Saved data entries
#####

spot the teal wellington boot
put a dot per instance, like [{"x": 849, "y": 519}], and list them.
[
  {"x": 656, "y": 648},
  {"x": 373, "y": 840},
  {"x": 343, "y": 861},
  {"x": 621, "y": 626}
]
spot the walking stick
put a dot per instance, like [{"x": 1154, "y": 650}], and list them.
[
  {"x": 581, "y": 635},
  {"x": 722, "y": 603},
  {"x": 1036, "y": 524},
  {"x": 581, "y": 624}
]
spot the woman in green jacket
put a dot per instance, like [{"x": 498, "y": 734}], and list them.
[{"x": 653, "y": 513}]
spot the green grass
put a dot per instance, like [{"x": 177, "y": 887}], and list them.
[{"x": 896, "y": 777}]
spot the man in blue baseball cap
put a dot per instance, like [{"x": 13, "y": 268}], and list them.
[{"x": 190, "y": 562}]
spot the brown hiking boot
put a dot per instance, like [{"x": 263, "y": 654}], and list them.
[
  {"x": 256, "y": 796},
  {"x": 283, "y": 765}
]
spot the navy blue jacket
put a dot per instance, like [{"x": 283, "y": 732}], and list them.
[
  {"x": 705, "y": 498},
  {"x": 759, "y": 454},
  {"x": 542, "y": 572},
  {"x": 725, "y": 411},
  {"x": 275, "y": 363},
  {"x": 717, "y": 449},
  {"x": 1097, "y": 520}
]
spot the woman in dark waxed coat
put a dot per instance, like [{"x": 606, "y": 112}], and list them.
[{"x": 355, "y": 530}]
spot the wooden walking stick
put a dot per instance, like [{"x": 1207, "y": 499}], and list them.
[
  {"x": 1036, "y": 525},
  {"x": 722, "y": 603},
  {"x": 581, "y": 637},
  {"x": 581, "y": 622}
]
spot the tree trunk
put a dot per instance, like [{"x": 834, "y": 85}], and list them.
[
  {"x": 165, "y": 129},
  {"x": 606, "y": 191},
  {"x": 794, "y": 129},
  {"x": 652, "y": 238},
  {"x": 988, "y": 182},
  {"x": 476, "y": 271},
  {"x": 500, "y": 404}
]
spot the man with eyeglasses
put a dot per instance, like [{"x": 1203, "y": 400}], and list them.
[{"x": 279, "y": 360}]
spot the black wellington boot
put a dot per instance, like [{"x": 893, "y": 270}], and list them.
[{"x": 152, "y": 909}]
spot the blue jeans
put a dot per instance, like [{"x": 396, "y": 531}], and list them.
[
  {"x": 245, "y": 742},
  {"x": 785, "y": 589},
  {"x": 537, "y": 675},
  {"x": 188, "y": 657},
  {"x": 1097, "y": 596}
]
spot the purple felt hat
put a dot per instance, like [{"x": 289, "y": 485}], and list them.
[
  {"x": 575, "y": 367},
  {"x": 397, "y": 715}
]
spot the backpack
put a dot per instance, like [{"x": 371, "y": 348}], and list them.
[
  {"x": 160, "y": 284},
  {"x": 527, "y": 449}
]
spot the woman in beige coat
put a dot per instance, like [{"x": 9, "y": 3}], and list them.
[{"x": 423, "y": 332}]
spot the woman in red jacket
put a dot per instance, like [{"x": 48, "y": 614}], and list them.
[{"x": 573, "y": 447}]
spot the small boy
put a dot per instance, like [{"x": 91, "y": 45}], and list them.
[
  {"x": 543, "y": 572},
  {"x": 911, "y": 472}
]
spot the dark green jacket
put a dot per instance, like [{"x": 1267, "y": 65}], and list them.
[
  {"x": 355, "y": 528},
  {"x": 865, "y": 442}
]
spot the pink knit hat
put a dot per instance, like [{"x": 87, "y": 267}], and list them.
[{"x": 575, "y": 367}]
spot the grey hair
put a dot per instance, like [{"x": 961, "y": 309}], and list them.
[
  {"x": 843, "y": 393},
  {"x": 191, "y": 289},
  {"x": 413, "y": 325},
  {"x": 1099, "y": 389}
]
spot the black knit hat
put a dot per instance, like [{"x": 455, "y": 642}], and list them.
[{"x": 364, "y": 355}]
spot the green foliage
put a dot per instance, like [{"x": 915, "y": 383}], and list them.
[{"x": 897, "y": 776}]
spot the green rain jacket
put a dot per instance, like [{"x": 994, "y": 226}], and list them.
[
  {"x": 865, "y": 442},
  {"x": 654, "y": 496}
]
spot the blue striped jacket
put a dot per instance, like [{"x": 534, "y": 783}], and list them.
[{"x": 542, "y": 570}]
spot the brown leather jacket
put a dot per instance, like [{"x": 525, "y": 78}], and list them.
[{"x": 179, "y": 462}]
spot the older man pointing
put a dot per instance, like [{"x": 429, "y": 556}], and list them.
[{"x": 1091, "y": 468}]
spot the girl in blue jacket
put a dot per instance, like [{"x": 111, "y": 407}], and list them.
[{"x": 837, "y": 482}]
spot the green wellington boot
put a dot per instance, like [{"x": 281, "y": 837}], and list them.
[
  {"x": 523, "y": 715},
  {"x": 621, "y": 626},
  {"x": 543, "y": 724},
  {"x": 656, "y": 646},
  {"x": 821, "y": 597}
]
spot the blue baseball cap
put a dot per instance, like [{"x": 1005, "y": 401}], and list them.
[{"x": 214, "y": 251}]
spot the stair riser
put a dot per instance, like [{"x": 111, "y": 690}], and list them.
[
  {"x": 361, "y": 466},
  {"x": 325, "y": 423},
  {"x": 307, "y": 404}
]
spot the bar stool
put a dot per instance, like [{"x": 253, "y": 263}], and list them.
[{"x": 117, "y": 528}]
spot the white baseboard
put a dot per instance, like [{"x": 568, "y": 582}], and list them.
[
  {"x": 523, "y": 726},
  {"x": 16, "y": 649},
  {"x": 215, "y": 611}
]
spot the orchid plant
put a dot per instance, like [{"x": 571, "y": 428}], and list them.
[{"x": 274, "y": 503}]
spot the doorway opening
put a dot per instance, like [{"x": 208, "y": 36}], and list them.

#####

* **WORK TO COMPLETE**
If a line in the records contains the word "wellington", copy it out.

* **THE ANSWER**
spot the teal wellington boot
spot the black wellington boot
spot the green wellington boot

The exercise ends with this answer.